## DOCUMENT PASSAGE
======
The top of your uterus will reach just above your navel this week. At this time most pregnant women are very aware of their baby's movements. You might even be able to tell when the baby is awake or asleep.
Since premature labor is potentially dangerous to a baby who is not fully developed, it is important to recognize the signs of labor. Premature labor is actually more common in the summer months. It is thought to be caused by dehydration in some women, so during the summer make sure you're drinking enough water. Call your healthcare provider if you have any of the following symptoms:
-Contractions or cramps, more than five in one hour
-Bright red blood from your vagina
-Swelling or puffiness of the face or hands, which is a sign of preeclampsia
(a dangerous condition for mother and baby)
-Pain during urination (possible urinary tract, bladder or kidney infection)
-Sharp or prolonged pain in your stomach (preeclampsia signs)
-Acute or continuous vomiting (preeclampsia signs)
-Sudden gush of clear, watery fluid from your vagina
-Low, dull backache
-Intense pelvic pressure
The baby is almost completely formed now and is beginning to deposit fat on its body. The purpose of this fat is to retain body heat. Newborns are unable to regulate their body temperature at first. This is particularly a problem for a premature baby.
======
## PROBLEMS TO SOLVE
A – In the pregnancy text, rewrite the part from "The top of your" to "awake or asleep.", replacing "navel" with "belly button".
B – According to the pregnancy text, what is the purpose of the fat the baby begins to deposit on its body?

## DATA EXTRACT
======
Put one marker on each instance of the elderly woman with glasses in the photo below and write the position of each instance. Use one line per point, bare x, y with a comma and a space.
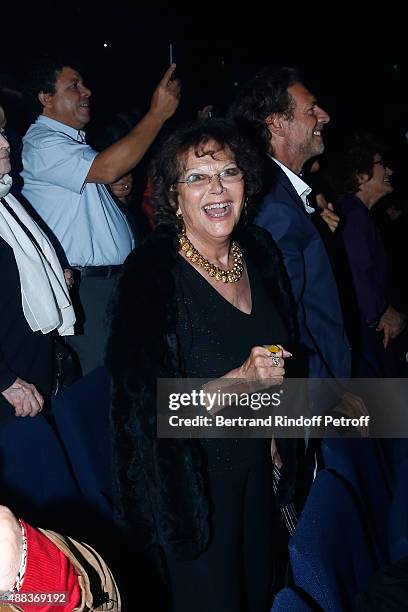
======
## SOLUTION LIST
A –
The top of your uterus will reach just above your belly button this week. At this time most pregnant women are very aware of their baby's movements. You might even be able to tell when the baby is awake or asleep.

B – The fat's purpose is to retain body heat.